— start of Task input —

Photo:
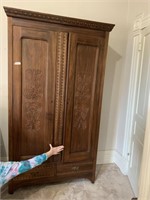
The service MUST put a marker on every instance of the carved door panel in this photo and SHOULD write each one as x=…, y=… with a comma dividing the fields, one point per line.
x=82, y=96
x=37, y=74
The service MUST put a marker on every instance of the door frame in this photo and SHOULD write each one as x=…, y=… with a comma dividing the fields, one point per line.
x=141, y=23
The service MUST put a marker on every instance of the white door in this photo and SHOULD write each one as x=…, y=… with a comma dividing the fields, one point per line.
x=140, y=106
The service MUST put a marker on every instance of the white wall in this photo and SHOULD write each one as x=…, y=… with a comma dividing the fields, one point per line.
x=110, y=11
x=135, y=8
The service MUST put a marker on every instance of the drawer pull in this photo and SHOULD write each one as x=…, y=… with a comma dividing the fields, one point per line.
x=75, y=168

— end of Task input —

What is expected
Rewrite every line of the material above, leaving out the pictures and keeping the text lines as they are. Multiply each point coordinate by 2.25 and round it to a whole number, with halves rounding up.

Expected answer
Photo:
The service MUST put a marker on every instance of the carved door panel in this photo and SHOULD write each one as x=…, y=… with a comma dividing the fields, one point per line.
x=185, y=216
x=83, y=167
The service MUST put a marker on every instance of the door frame in this photo and SHOULD write each one as x=…, y=… with a comma dividing the fields, one point per line.
x=317, y=52
The service MUST put a marker on every instance of the white door in this photo and SHOULD write each one as x=…, y=… with a comma dividing the fields, one point per line.
x=315, y=239
The service MUST put a marker on every instance of the white wall in this photo and SHOULD write each one as x=…, y=… with a comma dividing the fields, one point per line.
x=248, y=25
x=304, y=18
The service MUST put a marker on every instance of the drawer pull in this photo and SHOULD write each one as x=…, y=… with a comma dividing the fields, one point per line.
x=169, y=378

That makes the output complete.